= Tasks =
a. Decide whether each statement below agrees with the extract on AI rules in behavioral health. Answer yes or no for each, and quote the words of the extract that settle it.
(i) HB 1806 was signed on August 1, 2025.
(ii) The Illinois act forbids every use of AI in mental health care, administrative support included.
(iii) Civil penalties under the Illinois act are assessed by the state attorney general.
b. Continue the extract on AI rules in behavioral health, starting after its final sentence.

= Extract to read =
■ ■ ■
I run Atlantic Health Strategies. We do licensure, accreditation, and compliance work for treatment programs in states like Florida, Texas, Colorado, Tennessee, and Arizona. The AI conversation used to be a CIO problem. It is now a surveyor question, a payer audit question, and a state AG question. If you cannot show your governance file when asked, you have a finding waiting to happen.
Where the laws actually bite: chatbots, UM, and clinical decision support
Three buckets matter for behavioral health right now.
- AI chatbots and “virtual therapists.” Illinois moved first. Governor Pritzker signed the Wellness and Oversight for Psychological Resources Act (HB 1806) on August 1, 2025, which prohibits anyone from using AI to provide mental health and therapeutic decision-making, while permitting administrative and supplementary support uses. Civil penalties run up to $10,000 per violation, assessed by the Illinois Department of Financial and Professional Regulation after a hearing, per the bill text. Nevada and Utah have passed related restrictions on AI representing itself as a licensed clinician, as the American Psychological Association noted, and Tennessee enacted similar provisions effective July 1, 2026, according to Manatt’s Health AI Policy Tracker.
■ ■ ■
= Provided information =
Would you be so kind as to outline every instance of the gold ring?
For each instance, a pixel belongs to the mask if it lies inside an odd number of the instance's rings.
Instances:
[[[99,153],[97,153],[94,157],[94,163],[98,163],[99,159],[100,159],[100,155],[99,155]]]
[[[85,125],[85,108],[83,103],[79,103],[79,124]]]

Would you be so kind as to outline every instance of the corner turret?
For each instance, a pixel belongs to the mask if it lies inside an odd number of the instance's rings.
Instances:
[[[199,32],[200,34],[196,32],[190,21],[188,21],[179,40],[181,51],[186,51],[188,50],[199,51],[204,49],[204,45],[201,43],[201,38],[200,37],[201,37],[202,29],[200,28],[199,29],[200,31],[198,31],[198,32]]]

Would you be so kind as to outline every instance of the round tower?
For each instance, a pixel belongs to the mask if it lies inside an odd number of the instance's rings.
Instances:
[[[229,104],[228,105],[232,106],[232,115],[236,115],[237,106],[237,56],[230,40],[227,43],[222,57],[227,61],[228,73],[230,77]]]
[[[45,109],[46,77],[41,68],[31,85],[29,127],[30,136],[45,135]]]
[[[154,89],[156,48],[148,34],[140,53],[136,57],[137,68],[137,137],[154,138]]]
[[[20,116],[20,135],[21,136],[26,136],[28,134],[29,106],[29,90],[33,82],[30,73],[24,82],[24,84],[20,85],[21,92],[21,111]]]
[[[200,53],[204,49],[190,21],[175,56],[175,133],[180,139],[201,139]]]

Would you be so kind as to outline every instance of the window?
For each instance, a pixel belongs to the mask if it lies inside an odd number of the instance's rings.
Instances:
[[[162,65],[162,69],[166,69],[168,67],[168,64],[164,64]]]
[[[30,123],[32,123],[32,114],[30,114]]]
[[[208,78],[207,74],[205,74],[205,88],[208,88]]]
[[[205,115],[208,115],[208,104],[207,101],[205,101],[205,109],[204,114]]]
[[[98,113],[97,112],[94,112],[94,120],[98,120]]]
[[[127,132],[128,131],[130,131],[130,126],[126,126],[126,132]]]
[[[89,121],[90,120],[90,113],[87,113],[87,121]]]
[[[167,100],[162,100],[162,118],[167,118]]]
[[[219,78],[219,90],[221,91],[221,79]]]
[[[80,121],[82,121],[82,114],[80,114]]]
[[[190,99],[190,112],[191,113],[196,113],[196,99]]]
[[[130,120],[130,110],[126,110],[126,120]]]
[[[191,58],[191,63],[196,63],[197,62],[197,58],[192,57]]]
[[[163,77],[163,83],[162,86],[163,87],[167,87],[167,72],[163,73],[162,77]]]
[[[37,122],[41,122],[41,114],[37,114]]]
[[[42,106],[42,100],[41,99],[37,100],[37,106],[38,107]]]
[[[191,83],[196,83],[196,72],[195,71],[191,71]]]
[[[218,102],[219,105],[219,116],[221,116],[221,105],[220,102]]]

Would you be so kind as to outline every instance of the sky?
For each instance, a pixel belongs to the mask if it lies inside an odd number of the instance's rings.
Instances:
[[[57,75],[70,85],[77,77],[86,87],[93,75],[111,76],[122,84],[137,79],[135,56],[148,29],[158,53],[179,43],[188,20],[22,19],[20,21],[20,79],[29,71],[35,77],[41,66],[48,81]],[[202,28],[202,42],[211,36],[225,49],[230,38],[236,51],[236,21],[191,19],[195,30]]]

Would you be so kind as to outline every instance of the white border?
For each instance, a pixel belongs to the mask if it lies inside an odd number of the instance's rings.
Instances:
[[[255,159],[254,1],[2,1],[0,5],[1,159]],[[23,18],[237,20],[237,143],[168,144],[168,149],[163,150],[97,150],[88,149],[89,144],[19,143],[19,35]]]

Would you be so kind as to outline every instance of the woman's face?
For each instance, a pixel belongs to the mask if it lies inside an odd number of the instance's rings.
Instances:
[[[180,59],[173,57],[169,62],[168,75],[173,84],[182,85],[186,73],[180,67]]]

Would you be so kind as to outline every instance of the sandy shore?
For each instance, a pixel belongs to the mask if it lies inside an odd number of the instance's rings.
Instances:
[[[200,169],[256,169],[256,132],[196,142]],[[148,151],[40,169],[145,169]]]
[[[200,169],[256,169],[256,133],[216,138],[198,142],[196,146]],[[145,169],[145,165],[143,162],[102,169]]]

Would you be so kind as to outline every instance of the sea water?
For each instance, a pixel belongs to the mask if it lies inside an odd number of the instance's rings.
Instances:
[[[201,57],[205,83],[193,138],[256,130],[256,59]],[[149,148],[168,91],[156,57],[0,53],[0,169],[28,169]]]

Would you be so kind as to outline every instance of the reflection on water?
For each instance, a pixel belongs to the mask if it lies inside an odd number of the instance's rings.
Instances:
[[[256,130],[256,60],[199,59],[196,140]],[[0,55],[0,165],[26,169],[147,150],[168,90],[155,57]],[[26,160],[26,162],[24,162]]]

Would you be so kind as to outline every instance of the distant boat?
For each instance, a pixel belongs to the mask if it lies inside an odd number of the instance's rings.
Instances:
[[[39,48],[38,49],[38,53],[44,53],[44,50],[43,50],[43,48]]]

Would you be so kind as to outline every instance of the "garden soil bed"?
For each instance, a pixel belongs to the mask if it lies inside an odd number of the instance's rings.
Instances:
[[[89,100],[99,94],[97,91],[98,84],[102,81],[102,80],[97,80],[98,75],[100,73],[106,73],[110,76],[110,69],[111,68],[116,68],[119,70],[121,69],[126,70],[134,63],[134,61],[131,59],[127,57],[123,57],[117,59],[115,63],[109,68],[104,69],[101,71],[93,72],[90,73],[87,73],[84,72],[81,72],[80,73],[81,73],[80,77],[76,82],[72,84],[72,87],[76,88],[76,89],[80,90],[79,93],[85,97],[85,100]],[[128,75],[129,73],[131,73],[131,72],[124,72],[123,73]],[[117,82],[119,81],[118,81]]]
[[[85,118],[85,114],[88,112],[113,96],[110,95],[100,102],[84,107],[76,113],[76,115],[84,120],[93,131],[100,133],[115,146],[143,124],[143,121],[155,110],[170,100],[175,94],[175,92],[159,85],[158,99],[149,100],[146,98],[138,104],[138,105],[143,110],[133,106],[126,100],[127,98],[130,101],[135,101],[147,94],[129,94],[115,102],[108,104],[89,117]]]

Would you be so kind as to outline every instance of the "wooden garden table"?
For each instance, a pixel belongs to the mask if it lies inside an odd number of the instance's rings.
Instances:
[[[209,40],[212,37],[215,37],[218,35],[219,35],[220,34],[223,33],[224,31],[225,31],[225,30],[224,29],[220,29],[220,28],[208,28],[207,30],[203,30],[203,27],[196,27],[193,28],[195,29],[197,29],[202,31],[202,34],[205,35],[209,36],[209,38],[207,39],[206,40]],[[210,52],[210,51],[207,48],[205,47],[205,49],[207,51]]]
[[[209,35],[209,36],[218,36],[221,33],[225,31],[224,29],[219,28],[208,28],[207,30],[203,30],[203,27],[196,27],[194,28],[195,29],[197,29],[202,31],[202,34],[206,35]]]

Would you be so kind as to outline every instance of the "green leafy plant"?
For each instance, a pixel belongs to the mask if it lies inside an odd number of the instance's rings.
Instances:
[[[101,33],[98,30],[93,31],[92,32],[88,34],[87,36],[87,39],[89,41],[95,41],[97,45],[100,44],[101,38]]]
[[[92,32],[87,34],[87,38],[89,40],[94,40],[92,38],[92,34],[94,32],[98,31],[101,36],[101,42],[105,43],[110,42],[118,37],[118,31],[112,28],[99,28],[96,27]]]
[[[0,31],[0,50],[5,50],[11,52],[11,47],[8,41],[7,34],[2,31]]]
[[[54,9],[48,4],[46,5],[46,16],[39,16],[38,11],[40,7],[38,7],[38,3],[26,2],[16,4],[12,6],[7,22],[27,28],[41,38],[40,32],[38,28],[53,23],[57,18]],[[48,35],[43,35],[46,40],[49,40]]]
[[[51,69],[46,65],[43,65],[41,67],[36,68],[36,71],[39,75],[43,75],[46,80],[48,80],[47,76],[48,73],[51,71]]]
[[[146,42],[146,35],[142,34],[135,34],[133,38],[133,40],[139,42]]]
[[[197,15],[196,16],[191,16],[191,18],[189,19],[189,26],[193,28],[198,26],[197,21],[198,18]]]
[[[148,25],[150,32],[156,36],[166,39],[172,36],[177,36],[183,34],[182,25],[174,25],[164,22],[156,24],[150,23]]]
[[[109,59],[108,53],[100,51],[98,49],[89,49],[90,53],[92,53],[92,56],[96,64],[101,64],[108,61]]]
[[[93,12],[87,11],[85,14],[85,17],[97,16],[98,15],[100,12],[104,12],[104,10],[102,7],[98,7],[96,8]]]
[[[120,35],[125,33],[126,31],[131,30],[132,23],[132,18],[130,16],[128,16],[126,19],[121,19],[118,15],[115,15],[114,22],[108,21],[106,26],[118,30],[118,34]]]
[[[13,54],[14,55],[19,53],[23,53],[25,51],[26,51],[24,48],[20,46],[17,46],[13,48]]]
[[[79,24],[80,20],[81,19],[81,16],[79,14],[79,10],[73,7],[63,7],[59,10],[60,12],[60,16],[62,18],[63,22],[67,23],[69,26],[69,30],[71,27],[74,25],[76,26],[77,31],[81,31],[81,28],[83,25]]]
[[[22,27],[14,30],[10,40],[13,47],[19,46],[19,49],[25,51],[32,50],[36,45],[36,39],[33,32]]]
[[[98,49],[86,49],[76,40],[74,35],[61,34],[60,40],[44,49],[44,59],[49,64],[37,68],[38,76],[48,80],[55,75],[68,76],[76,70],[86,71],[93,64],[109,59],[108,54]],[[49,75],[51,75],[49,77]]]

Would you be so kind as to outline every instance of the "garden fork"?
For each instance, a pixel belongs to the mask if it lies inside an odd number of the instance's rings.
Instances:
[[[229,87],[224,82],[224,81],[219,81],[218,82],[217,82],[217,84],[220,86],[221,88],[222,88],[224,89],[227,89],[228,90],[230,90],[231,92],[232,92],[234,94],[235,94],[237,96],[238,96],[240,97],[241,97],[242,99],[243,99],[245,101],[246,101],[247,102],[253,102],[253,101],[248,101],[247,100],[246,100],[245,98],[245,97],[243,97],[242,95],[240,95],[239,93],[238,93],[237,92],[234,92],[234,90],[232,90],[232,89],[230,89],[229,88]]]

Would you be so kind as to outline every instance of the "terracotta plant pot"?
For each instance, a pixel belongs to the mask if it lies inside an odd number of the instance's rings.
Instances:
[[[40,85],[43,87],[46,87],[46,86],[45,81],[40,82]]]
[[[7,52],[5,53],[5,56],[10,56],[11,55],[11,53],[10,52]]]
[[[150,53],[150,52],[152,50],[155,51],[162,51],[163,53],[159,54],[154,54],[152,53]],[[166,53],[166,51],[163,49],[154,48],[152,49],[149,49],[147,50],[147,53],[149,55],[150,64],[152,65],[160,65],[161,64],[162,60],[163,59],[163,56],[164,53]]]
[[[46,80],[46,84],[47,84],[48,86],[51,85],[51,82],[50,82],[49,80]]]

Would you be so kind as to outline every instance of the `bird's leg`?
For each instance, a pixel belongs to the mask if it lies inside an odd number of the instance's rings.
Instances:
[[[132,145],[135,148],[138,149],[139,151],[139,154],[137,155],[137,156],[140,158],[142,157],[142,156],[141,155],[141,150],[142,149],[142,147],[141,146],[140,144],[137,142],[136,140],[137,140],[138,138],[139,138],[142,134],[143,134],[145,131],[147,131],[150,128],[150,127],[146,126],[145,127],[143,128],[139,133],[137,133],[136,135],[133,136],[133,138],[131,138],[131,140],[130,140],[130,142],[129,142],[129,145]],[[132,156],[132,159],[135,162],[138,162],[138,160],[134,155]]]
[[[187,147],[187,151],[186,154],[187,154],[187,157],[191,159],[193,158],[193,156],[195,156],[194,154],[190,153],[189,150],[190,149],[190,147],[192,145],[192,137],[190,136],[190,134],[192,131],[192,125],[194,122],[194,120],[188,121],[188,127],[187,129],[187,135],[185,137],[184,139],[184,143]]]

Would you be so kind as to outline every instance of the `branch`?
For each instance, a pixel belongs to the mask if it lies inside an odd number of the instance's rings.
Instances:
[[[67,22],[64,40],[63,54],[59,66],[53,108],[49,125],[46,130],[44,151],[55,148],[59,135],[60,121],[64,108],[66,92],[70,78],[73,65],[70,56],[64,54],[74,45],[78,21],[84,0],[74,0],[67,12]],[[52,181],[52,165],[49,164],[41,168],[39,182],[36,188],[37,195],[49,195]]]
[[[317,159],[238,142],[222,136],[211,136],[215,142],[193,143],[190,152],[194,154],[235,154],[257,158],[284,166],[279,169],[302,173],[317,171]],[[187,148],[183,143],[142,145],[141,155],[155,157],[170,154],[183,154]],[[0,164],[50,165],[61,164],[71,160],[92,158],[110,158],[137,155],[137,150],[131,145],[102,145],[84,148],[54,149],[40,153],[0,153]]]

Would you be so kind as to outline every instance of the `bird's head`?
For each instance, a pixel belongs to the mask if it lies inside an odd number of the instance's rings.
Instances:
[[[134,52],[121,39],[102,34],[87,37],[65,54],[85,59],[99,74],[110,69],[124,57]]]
■ ■ ■
= Task answers =
a.
(i) Yes: "Governor Pritzker signed the Wellness and Oversight for Psychological Resources Act (HB 1806) on August 1, 2025"
(ii) No: "while permitting administrative and supplementary support uses"
(iii) No: "assessed by the Illinois Department of Financial and Professional Regulation after a hearing"

b.
- Payer use of AI in utilization management. Maryland, Arizona, Nebraska, and Texas have all enacted laws requiring human clinical judgment and individualized review when health plans use algorithms to deny or limit care. Public Citizen, which maintains a state coverage-decision tracker, reports five states have enacted protections with many more pending.
- High-risk AI and bias oversight. Colorado’s SB 24-205, the first comprehensive state AI law in the U.S., reaches AI used in healthcare “consequential decisions.” Governor Polis signed SB 26-189 on May 14, 2026, replacing the original framework with a narrower disclosure-based regime, effective January 1, 2027. Even under the lighter version, Holland & Knight notes Colorado still has “the most far-reaching legislatively enacted deployer/private sector AI law of any state.”
Why this matters for behavioral health operators specifically
Behavioral health uses AI in places most leaders do not even inventory: ambient scribes inside the EMR, predictive risk scoring in crisis lines, chat-based triage on the website, payer-facing prior authorization automation, and recovery-coaching apps that integrate with the chart. Each one of these touches a state rule somewhere.
Pennsylvania State Representative Arvind Venkat, a physician sponsoring AI legislation, framed it well in a Public Citizen release: “patients and the public need confidence that this technology will be deployed in a responsible manner.” That is a regulator’s view of “reasonable care.” It will show up in your survey window the next time CARF, Joint Commission, or a state licensing agency walks in.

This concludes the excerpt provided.